EXERCISE PROMPT >> What is needed is an exact copy of the records below, with the pictures left out.

RECORDS FOR PROCESSING >>
+--

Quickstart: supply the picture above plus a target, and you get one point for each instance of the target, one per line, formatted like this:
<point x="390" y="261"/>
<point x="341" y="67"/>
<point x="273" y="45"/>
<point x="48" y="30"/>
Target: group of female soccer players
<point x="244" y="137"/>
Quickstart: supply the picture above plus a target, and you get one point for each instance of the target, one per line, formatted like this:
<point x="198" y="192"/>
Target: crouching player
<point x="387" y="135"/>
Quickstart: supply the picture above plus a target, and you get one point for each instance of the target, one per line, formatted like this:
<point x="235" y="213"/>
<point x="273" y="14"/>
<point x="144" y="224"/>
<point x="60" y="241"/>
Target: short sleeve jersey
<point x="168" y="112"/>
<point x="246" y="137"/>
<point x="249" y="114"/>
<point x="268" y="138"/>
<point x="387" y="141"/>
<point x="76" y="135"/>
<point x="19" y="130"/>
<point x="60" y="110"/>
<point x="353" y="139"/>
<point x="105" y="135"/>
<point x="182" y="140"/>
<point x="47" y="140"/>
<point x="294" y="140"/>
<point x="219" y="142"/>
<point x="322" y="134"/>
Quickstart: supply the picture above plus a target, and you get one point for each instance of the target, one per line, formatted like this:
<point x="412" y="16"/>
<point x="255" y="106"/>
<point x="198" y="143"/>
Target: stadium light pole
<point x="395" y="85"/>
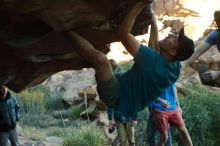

+--

SOLUTION TO THIS TASK >>
Quickstart: supply the picture above plus a target, and you get one point for each instance of the target, one per line, formatted like this:
<point x="390" y="261"/>
<point x="341" y="67"/>
<point x="273" y="45"/>
<point x="48" y="30"/>
Target: group of female soccer players
<point x="244" y="137"/>
Quickstart: supply the picture above plus a target, and you get one point for each instance of the target, one per line, formatted like this:
<point x="198" y="192"/>
Target: crouching player
<point x="387" y="135"/>
Quickstart: supply the picture above plus a target, and you get one point for each instance of the target, one per line, formatted like this:
<point x="235" y="213"/>
<point x="273" y="14"/>
<point x="144" y="224"/>
<point x="60" y="241"/>
Target: short sleeve jersey
<point x="168" y="112"/>
<point x="246" y="137"/>
<point x="249" y="114"/>
<point x="268" y="138"/>
<point x="387" y="141"/>
<point x="76" y="135"/>
<point x="19" y="130"/>
<point x="60" y="110"/>
<point x="353" y="139"/>
<point x="105" y="135"/>
<point x="182" y="140"/>
<point x="47" y="140"/>
<point x="294" y="140"/>
<point x="219" y="142"/>
<point x="322" y="134"/>
Quickstart: supply the picture above plus a target, and you get one point for each instance of the target, one per line, formatted like this:
<point x="412" y="16"/>
<point x="255" y="106"/>
<point x="198" y="143"/>
Target: stadium light pole
<point x="395" y="85"/>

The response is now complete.